## WORK TO COMPLETE
**A)** Swap "senior analysts" for "veteran analysts" in the wargaming passage, and write out the span starting at "Unfortunately, some of" and ending at "that support them." with that change.
**B)** Carry the wargaming passage forward from its last sentence.

## SOURCE EXTRACT
———
This approach’s benefit is two-fold. First, the warfighters brought into the wargame’s concepts of operations (CONOPS) that employs units equipped with new technologies provide input into the analysis process and gain a better appreciation for the quantitative analysis products that the combat simulations could provide. Second, the analysts gain a better understanding of how a new force would fight differently and use that knowledge to inform the instantiation of the schemes of maneuver required by their combat simulations, which in turn improves their quantitative analysis products. To do this properly, operations research analysts must create the wargaming environment, conduct the wargames, and determine how to best integrate the wargame’s qualitative output into the computer-based combat simulations so that the study produces both qualitative and quantitative analysis.

Unfortunately, some of the department’s more senior analysts that cut their analytical teeth using computer-based combat simulations believe that wargames provide little or no analytic value. This view completely misses the fact that counterinsurgency, hybrid warfare, the gray zone of conflict, and competition short of war are not well addressed by the millions of dollars the department invests in the maintenance, staffing, and running of kinetic-focused combat simulations and the organizations that support them.

In a recent Naval War College Review article, Capt. Robert Rubel (ret.), professor emeritus of the U.S. Naval War College and former chair of its Wargaming Department, stated, “Two-sided gaming should be a widespread and essential part of the professional education process from pre-commissioning through senior service colleges and even flag level courses.” He went on to describe several virtues of wargaming:

  • “A routine diet of two-sided gaming can generate and hone the ability to reason competitively.”
  • “Making two-sided gaming the default PME vehicle will help to re-create a sandbox in which innovative reflexes can be developed.”
  • “Repeated struggling in competitive situations is more likely to produce new ideas and insights, especially if such experience is widespread in the officer corps.”

Rubel also goes on to caution: “Two-sided gaming is not easy. The design of such games must take care to channel competitive instincts properly.”

In summary, the Department of Defense’s need for increased capacity to conduct quality wargaming starts by educating its officer corps on how to design, conduct, and assess analytical, educational, and experiential wargames.

The Way Ahead

We propose jumpstarting wargaming education in the Department of Defense with a two-pronged approach. First, the Department of Defense needs wargame designers at an apprentice level. Any officer who is a candidate to serve on a general or flag staff (most field grade line officers) should complete a basic analytic wargaming course to enable them to bring value to a wargaming design team. We do not advocate for a specialty track for wargamers. Instead, all military leaders should be wargamers (such as the Navy’s flag ranks at the onset of WWII). The Army and Marine Corps do a decent job of introducing their young officers to some of the building blocks of wargaming. While sand table discussions, table-top exercises, and rehearsal of concept drills incorporate several of the elements of wargaming, they are typically missing the conflict or competition that a thinking adversary produces. These events provide a wargaming-like basis from which to build. A logical place for such a course is in the command and general staff college level of Joint Professional Military Education. 

Second, there needs to be an executive-level wargaming course for senior leaders. Senior officers who supervise and consume the results of wargaming today, such as primary staff officers on Combatant Command or other flag officer commanded staffs, need to understand what wargames are, how they are different from computer-based combat simulations, what to expect from well-designed wargames, and the level of resource investment required from them and their staff to obtain quality wargaming results. They also need to realize that their younger charges must couple their wargaming education with playing and designing wargames to become proficient wargamers. They must give their subordinates enough time to game. Moreover, senior leaders should lead by example, participating in and encouraging wargaming activities in their commands.
———
[Stored records]
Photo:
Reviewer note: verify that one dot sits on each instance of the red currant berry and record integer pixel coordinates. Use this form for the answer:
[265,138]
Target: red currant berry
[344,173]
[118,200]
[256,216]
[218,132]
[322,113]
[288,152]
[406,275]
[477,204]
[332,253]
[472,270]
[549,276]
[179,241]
———
## IN RESPONSE
**A)**
Unfortunately, some of the department’s more veteran analysts that cut their analytical teeth using computer-based combat simulations believe that wargames provide little or no analytic value. This view completely misses the fact that counterinsurgency, hybrid warfare, the gray zone of conflict, and competition short of war are not well addressed by the millions of dollars the department invests in the maintenance, staffing, and running of kinetic-focused combat simulations and the organizations that support them.

**B)**
Over time, the wargaming apprentices, through playing, designing, and conducting wargames, will mature in their wargaming skills and take on wargaming leadership roles. Note that the goal is not to identify a pipeline to create wargaming masters. Such masters are rare individuals, and some may emerge from the ranks of military wargamers produced. But, just as most officers will never achieve flag rank, most uniformed wargamers will never become wargaming masters. The FFRDCs, educational institutions, and Department of Defense contractors have wargaming masters, and their expertise will still be needed to support the department. However, many good wargames can be designed without requiring the supervision of a wargaming master.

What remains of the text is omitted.